* JOB 1
In the music blog posts, which Caroline Polachek album did the writer later decide is absolutely brilliant?
* JOB 2
Proceed with writing the music blog posts, picking up after their final sentence.

I will continue posting John Moods records until his new album lands in November, so don’t even think about trying to stop me! Described as appealing to “fans of “So”-era Peter Gabriel” (tick), Everyone is a soft-focus pop/rock ballad inspired by the Amazon and packed full of shimmering melodies and existential yearning. Melt.
It seems to be taking me increasingly longer to decide whether I really like an album or not. Very rarely is that decision made after the first listen, and sometimes entire years can go by. For example: I recently went back to Caroline Polachek’s 2019 album Pang after giving it a good half a dozen listens when it originally came out and deciding it wasn’t for me. Now I think it’s absolutely brilliant, and really don’t know what my 2019 self thought they were doing.
This opens up a worrying precedent: should we all be reassessing every album we casually dismissed in case something has changed in the interim? Can we really trust our own opinions, even as they’re formed and become hardened and immovable in our tiny little brains?
Anyway, I’m not sure if I like Lykke Li’s new album EYEYE yet, but I do really like this song. I’ll be sure to drop you a message circa 2027 when I’ve made my final judgement.
The first new solo material since his sublime So Sweet So Nice album from last year, Same As You sees the Berlin based-musician commit himself fully to 80s soft-rock balladry, with intoxicating results. It’s possibly a coincidence that the gently plucked guitar melody (very) strongly resembles Every Breath You Take – arguably the very epitome of melodramatic musical yearning – but whether it’s a direct lift or knowing nod to his inspirations, Moods carries it off with aplomb.

* SUPPLIED MATERIAL
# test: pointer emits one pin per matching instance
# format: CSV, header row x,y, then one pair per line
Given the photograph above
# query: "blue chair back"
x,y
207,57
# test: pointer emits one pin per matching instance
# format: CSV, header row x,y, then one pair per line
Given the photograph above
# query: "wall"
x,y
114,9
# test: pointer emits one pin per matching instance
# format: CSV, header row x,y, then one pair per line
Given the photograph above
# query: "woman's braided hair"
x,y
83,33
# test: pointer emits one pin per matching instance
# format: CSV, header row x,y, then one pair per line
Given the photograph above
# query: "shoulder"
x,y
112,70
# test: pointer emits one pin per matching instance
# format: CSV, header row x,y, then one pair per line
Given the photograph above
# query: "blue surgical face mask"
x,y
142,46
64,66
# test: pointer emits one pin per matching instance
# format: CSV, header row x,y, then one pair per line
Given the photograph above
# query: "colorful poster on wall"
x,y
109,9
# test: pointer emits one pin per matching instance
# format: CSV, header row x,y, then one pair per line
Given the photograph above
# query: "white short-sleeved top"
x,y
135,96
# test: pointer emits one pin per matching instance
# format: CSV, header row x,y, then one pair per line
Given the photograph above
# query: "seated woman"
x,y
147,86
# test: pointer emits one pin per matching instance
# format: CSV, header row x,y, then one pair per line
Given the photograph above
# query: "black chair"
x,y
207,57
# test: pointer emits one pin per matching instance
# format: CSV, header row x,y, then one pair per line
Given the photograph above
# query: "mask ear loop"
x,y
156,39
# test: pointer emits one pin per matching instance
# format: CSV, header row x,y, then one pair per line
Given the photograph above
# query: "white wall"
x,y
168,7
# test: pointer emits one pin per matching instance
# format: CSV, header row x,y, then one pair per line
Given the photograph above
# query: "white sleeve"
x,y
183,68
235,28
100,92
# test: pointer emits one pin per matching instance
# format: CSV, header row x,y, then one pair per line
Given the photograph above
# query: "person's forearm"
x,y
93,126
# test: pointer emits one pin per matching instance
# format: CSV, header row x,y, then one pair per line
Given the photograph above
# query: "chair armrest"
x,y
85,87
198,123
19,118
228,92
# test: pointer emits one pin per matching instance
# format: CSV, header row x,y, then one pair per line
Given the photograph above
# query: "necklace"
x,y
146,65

---

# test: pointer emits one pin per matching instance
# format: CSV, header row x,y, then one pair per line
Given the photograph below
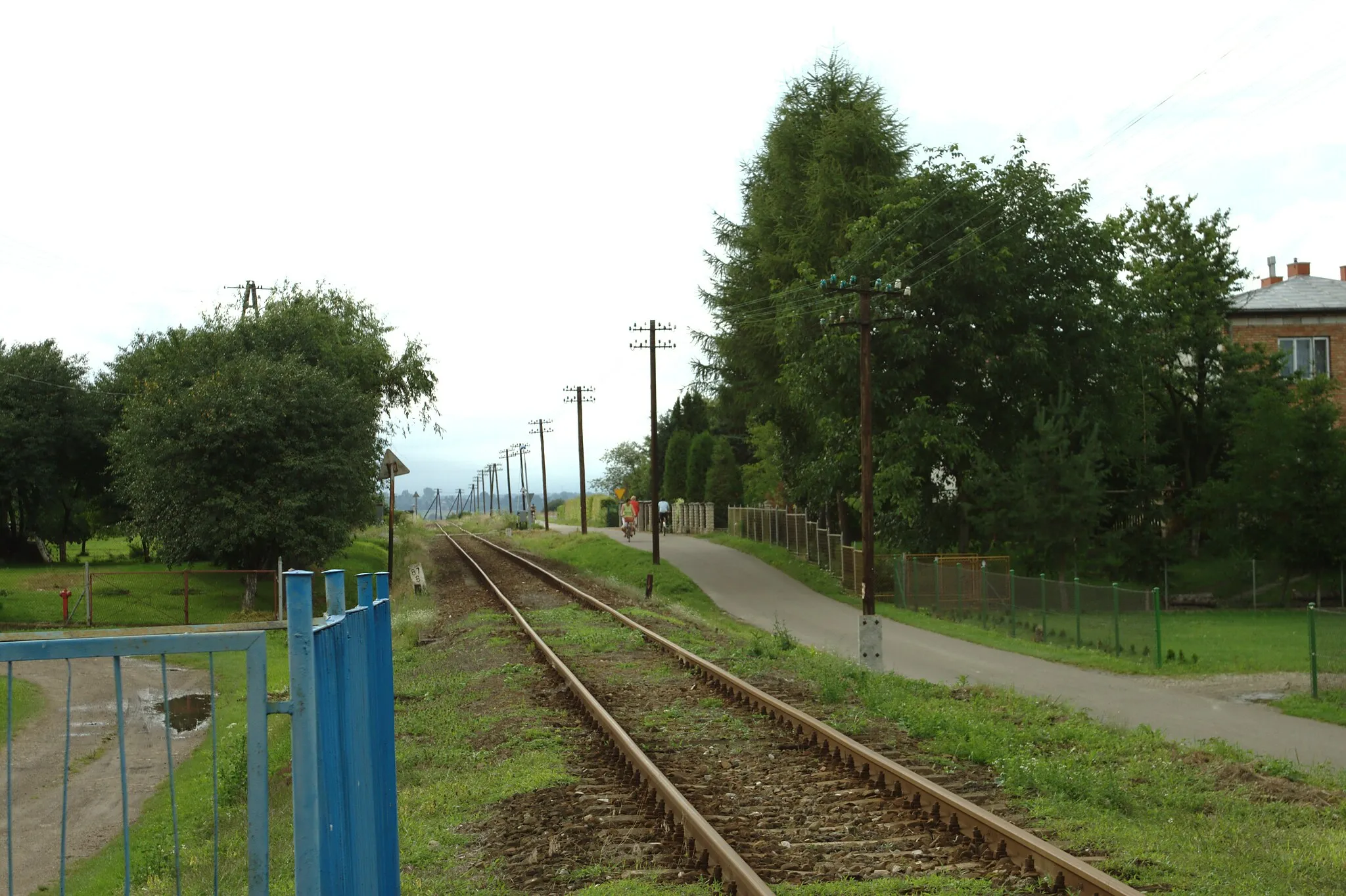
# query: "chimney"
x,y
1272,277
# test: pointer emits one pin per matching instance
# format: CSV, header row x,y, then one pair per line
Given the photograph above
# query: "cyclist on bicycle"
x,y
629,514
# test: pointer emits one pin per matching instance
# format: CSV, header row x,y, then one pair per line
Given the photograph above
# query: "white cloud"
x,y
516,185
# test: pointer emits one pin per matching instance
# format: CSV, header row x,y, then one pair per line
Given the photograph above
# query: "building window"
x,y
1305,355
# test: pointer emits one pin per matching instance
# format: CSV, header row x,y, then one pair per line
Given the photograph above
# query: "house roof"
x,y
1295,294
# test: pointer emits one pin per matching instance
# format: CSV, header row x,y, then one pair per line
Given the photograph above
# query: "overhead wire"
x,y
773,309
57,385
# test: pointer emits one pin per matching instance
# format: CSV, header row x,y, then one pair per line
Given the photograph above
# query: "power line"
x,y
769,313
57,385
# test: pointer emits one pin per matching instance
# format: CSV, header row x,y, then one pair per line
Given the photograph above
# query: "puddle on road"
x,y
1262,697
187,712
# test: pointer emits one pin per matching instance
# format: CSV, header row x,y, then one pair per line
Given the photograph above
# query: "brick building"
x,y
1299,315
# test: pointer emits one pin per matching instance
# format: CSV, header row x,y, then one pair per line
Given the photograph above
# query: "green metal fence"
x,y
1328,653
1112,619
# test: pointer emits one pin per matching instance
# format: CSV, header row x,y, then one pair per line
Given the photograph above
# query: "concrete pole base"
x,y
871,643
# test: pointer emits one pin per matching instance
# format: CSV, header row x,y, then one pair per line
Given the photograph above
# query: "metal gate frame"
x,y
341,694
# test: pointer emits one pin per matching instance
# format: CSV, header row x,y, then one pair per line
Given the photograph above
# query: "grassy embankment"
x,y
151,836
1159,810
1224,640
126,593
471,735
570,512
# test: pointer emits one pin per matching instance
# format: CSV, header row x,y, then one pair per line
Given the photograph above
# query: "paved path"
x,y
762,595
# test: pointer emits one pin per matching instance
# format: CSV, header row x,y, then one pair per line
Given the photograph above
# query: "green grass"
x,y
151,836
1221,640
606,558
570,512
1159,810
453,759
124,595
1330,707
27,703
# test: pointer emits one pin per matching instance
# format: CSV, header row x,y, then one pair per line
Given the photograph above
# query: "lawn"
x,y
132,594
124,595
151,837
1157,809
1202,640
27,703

* EXERCISE OUTPUT 1
Pang, her 2019 album.

* EXERCISE OUTPUT 2
Read our One Track Mind feature with John Moods here.
Dark, Joji-adjacent r&b vibes on the latest single from US artist bloodcat, with geloガザ on production duties blending a plaintive piano line with crisp, trappy beats and bloodcat’s warped vocal, with satisfyingly nihilistic results.
For 30 minutes – ie 90% of its running time – Charli XCX’s new album CRASH is a crushing disappointment. Yes, there are good tracks on it: New Shapes, alongside alt-pop royalty Christine and the Queens and Caroline Polachek, and Baby are towering, bullet-proof pop records, but both of these were singles, so their inclusion isn’t exactly a cause celebre. The UK garage bounce of (also previously released) Beg For You leaves me completely cold, as does Good Ones, which comes across – to me at least – as uninspiringly one-note.
So what are we left with? A few meticulously produced, immediately forgettable tracks, and one complete abomination in the shape of Used To Know Me, which serves only to remind us why most people stopped ripping off Robyn S over a decade ago. And then, when all hope seems to be lost, we have album closer Twice, which is vintage Charli: introspective, yet effervescent pop which bangs hard and makes you cry at the same time. The hype train has clearly addled the critical faculties of more than one reviewer, but Twice demonstrates than when she’s on form, no-one does this kind of stuff better.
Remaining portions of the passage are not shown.